## EXERCISE PROMPT
Pull out every line of the data below that contains the word "dirty". Case counts.

─── EXCERPTED RECORDS ───

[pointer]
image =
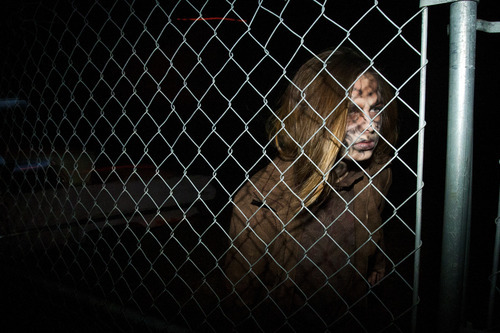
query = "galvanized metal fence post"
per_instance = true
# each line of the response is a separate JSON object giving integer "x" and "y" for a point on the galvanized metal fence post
{"x": 458, "y": 163}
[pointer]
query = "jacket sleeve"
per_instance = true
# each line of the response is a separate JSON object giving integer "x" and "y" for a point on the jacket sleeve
{"x": 383, "y": 184}
{"x": 253, "y": 226}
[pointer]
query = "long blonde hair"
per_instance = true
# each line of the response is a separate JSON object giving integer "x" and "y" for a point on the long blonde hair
{"x": 310, "y": 125}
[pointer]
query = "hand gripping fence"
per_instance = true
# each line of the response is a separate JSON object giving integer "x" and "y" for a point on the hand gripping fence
{"x": 128, "y": 127}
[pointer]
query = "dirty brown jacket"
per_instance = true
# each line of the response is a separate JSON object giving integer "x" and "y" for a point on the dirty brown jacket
{"x": 286, "y": 263}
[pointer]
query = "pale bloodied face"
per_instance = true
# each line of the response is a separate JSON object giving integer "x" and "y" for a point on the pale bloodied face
{"x": 363, "y": 119}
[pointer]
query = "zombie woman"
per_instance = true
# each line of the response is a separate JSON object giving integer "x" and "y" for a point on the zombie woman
{"x": 306, "y": 238}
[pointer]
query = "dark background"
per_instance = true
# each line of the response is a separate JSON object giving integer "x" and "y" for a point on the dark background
{"x": 65, "y": 107}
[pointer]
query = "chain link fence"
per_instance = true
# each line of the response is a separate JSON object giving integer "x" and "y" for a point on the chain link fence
{"x": 128, "y": 127}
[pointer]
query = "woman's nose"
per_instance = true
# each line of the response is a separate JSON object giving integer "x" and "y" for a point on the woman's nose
{"x": 365, "y": 123}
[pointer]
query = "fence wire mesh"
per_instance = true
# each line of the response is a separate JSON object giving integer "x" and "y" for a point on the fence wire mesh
{"x": 128, "y": 128}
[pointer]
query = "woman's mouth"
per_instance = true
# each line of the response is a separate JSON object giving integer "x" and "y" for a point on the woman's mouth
{"x": 364, "y": 145}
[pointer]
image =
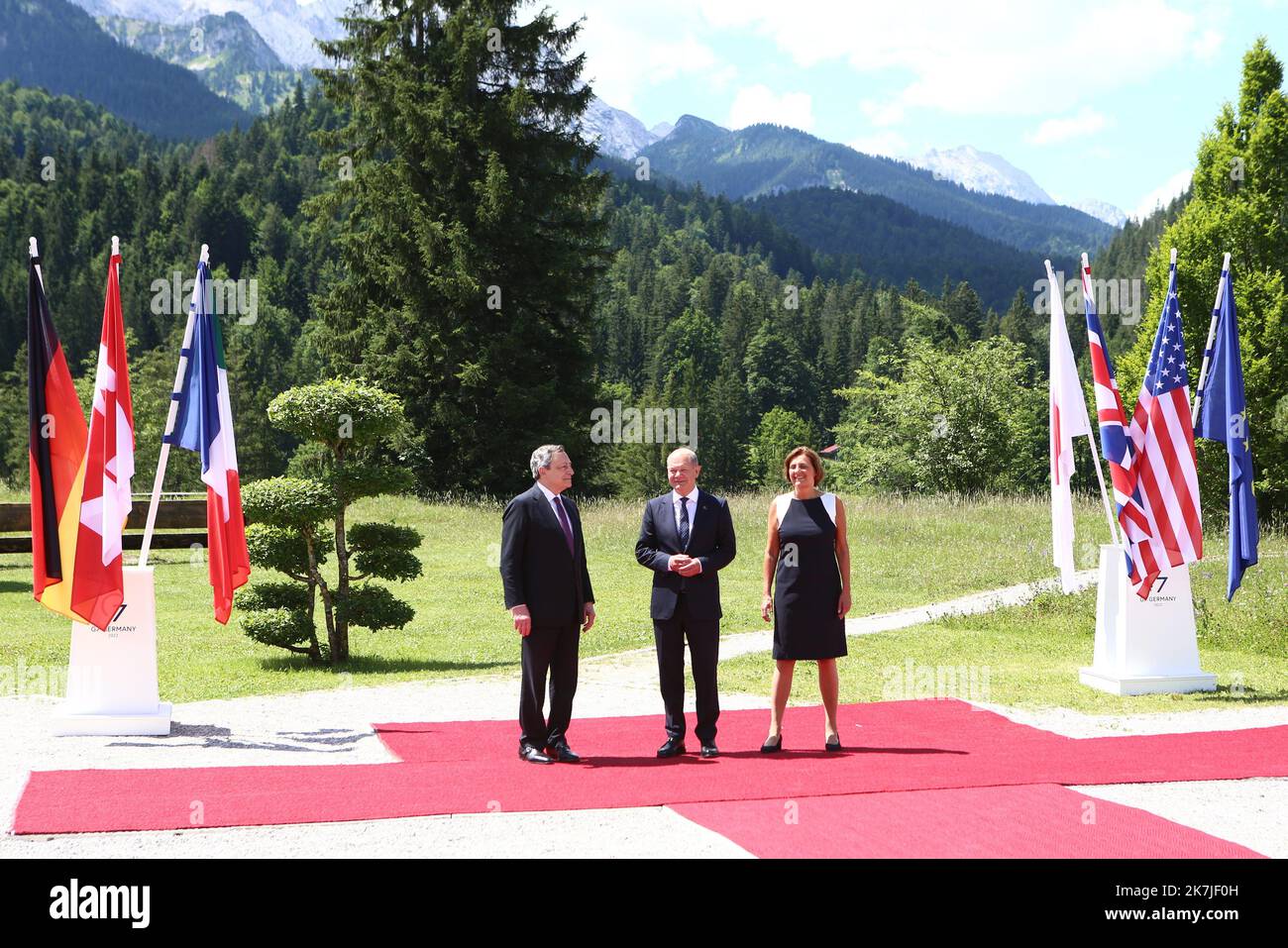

───

## RESPONSE FOR THIS EXERCISE
query = "dirty brown jacket"
# each line of the response is a separate JSON object giving integer "x" and "y" for a point on the dirty brown jacket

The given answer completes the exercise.